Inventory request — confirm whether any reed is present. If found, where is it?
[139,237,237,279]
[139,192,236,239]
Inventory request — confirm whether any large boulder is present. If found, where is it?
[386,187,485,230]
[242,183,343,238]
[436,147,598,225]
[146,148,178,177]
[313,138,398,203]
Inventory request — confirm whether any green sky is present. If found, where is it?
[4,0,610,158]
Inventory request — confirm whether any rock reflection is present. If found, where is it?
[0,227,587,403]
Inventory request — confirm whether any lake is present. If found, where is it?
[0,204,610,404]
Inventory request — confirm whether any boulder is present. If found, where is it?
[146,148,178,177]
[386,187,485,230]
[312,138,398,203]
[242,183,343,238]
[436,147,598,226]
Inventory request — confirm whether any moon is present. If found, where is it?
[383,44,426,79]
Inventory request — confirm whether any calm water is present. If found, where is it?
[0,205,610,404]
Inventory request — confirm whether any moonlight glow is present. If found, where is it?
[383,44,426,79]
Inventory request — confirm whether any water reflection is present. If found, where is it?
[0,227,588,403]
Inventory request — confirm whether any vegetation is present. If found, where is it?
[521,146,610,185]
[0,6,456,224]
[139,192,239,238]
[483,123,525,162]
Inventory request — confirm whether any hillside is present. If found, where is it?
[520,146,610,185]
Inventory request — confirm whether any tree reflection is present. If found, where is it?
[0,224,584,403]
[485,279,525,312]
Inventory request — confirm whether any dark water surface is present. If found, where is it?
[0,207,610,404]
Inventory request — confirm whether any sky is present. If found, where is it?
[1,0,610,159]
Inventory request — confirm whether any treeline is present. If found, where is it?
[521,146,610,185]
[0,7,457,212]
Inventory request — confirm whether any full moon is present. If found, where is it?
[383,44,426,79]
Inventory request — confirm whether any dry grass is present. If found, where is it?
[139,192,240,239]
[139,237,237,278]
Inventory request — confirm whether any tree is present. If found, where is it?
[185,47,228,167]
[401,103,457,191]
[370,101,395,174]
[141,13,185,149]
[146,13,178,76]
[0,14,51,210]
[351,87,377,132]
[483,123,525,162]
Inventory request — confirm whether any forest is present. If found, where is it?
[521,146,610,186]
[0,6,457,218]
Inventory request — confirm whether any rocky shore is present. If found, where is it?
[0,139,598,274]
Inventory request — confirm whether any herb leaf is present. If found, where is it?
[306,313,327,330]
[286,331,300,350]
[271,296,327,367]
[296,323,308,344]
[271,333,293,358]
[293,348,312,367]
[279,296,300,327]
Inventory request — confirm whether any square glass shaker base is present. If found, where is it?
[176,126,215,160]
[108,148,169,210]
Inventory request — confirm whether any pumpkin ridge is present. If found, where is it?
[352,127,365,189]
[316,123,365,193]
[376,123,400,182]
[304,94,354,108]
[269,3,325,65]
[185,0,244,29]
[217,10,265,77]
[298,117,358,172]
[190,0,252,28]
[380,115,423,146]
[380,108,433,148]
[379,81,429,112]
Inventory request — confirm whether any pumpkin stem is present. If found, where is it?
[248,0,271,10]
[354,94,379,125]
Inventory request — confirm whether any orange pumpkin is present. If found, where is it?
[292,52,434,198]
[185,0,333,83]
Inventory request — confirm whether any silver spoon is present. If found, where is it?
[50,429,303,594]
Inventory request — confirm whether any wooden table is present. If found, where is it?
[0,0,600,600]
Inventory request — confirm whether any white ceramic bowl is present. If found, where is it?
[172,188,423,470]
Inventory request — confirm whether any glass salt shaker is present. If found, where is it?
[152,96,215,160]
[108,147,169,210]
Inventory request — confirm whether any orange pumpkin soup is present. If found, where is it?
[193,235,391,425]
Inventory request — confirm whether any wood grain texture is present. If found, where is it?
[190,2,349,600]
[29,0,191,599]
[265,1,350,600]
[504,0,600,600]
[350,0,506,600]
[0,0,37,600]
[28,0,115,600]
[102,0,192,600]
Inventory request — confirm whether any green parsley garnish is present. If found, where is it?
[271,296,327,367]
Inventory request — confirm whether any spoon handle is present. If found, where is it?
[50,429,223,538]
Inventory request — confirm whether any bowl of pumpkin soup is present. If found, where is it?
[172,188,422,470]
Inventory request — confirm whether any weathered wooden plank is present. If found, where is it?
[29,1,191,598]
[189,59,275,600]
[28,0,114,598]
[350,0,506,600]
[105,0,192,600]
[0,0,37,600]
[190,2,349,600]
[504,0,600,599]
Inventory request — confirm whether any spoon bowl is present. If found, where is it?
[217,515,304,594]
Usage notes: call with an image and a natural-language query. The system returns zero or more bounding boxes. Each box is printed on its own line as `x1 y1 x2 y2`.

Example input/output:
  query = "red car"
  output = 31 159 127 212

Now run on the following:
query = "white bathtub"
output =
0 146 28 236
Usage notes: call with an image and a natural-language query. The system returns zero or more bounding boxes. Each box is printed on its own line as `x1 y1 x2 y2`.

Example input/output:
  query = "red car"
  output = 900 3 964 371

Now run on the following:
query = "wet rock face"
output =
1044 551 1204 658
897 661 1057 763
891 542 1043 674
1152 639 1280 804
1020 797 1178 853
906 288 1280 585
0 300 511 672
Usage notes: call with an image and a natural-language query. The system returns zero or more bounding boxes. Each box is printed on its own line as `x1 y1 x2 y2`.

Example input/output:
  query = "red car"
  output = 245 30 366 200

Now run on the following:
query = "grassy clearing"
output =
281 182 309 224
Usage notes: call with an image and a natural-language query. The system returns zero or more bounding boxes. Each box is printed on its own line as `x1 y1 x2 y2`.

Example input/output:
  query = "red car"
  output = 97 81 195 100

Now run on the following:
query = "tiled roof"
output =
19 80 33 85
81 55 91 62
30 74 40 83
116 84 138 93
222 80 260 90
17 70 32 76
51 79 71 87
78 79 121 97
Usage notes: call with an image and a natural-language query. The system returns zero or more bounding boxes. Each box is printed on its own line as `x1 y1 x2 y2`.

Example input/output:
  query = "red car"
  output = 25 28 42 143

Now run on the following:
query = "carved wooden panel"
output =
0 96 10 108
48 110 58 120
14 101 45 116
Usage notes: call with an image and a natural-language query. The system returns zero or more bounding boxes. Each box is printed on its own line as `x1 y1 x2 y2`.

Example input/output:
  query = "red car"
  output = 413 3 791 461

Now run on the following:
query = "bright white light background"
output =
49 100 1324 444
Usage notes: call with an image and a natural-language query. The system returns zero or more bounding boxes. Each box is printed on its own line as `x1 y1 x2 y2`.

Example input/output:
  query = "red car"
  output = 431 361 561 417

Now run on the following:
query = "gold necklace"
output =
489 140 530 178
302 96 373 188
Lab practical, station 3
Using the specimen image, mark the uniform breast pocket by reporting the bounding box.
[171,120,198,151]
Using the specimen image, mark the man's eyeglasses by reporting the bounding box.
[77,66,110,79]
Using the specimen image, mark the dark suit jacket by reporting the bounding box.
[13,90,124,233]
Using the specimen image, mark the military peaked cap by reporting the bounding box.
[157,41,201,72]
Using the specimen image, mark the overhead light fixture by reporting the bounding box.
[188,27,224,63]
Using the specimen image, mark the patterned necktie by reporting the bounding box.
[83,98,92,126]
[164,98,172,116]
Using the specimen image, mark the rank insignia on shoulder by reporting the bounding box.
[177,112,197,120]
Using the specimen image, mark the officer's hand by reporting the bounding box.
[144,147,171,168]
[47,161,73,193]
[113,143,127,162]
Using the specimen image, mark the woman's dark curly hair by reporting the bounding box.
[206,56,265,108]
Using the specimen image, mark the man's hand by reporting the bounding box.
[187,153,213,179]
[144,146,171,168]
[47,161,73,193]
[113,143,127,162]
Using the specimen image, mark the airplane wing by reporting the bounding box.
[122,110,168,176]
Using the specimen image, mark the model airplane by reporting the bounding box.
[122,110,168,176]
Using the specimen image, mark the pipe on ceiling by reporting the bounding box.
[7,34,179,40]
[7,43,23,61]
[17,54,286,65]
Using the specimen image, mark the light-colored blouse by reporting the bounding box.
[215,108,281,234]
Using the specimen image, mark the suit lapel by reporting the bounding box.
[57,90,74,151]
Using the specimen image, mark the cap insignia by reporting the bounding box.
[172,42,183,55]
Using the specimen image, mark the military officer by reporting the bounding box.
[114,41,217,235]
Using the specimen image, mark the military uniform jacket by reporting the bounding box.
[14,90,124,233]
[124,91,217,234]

──────────

Rescale the records from the line containing "Inventory request — confirm whether any green sky" through the line containing "[0,204,610,404]". Reproduce every line, requests included, and multiply each bounding-box coordinate in the answers by 1.55, rounding to whole numbers with halves rounded up. Return only those lines.

Inventory request — confirm whether any green sky is present. If found, where is it?
[6,0,946,245]
Inventory request — confirm whether any rock reflection is present. If found, where is it?
[0,352,910,625]
Inventory request — confirm whether any lake is present. If found, where is it?
[0,316,946,626]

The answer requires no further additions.